Scientific classification
- Kingdom: Animalia
- Phylum: Arthropoda
- Class: Insecta
- Order: Hemiptera
- Suborder: Auchenorrhyncha
- Family: Membracidae
- Genus: Umbonia
- Species: U. spinosa
- Binomial name: Umbonia spinosa (Fabricius, 1775)

= Umbonia spinosa =

- Genus: Umbonia
- Species: spinosa
- Authority: (Fabricius, 1775)

Species of treehopper

Umbonia spinosa is a species of treehopper native to South America. It belongs to the Membracidae family.

==Morphology==

Color variation in U. spinosa

Umbonia spinosa can be distinguished from other members of its genus by the appearance of its elongated pronotum, or dorsal horn. The dorsal horn is located between or just behind its humerals and they possess a short metopidium. The dorsal horn itself is straight and the base of the plate is yellow, testaceous or pale green, with red or yellow vittae (stripes) at each side, though sometimes U. spinosa can be characterized by black vittae. It also has an interesting egg survival technique, where “females dig the nest, [...] during the nesting cycle”. The dorsal horn gradually tapers to a point from base to summit, similar to a thorn in appearance.

◆ DATA FOR ANALYSIS:
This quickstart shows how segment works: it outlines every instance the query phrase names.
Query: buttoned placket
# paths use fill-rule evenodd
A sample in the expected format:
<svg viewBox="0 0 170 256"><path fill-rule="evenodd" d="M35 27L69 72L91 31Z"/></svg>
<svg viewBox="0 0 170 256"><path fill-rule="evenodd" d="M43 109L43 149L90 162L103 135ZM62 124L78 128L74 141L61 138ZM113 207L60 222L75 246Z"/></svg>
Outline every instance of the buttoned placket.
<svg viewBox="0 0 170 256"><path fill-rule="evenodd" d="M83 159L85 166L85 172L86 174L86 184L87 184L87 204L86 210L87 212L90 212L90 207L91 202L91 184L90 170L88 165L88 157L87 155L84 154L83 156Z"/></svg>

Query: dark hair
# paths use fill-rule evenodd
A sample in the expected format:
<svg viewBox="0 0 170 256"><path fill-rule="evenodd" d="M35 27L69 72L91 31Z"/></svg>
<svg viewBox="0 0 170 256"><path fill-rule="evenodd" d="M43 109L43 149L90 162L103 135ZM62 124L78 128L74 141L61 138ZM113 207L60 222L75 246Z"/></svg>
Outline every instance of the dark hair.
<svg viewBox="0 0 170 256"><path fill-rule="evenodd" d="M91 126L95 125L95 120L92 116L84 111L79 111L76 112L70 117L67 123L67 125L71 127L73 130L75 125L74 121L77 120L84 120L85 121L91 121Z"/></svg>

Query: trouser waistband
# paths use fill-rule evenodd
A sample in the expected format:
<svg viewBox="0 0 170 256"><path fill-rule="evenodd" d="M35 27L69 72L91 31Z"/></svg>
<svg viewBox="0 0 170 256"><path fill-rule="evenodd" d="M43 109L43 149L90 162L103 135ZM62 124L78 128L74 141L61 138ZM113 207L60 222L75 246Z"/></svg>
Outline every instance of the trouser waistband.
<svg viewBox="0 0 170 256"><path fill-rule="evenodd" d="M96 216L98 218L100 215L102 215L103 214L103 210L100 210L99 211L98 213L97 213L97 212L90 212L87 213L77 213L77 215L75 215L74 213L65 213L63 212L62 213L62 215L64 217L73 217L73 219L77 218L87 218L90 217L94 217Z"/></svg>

◆ ACTION ITEM A: Print the section of the Umbonia spinosa article starting at "Umbonia spinosa is" and ending at "thorn in appearance.".
◆ ACTION ITEM B: Continue the Umbonia spinosa article from the end of its last sentence.

◆ TASK OUTPUT A:
Umbonia spinosa is a species of treehopper native to South America. It belongs to the Membracidae family.

==Morphology==

Color variation in U. spinosa

Umbonia spinosa can be distinguished from other members of its genus by the appearance of its elongated pronotum, or dorsal horn. The dorsal horn is located between or just behind its humerals and they possess a short metopidium. The dorsal horn itself is straight and the base of the plate is yellow, testaceous or pale green, with red or yellow vittae (stripes) at each side, though sometimes U. spinosa can be characterized by black vittae. It also has an interesting egg survival technique, where “females dig the nest, [...] during the nesting cycle”. The dorsal horn gradually tapers to a point from base to summit, similar to a thorn in appearance.

◆ TASK OUTPUT B:
==Distribution and diet==

Umbonia spinosa has been found in South and Central America, Mexico, and southern Florida. In general, they tend to reside in more subtropical environments. In Central America, they congregate on the branches of the Persian silk tree (Albizia julibrissin) for mating and overwintering, and are also found on the bean tree (Inga edulis). Female Umbonia spinosa uses those trees to lay their eggs in by making round holes in them. The trees are also used as a source of food, the Umbonia spinosa uses its mouth parts to ingest sap from the trees.

==Relationship with humans==

The juvenile form of Umbonia spinosa is historically considered edible by the indigenous peoples of South America, while their spines are still soft after molting.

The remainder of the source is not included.